(Pointing records)
+-------+

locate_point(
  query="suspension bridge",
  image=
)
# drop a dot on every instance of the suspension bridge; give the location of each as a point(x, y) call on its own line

+-------+

### Given problem
Reproduce the lines above verbatim, from the first to the last.

### Written response
locate_point(
  query="suspension bridge",
  image=
)
# drop a dot on every instance of the suspension bridge; give the location of each as a point(x, y) call on its own line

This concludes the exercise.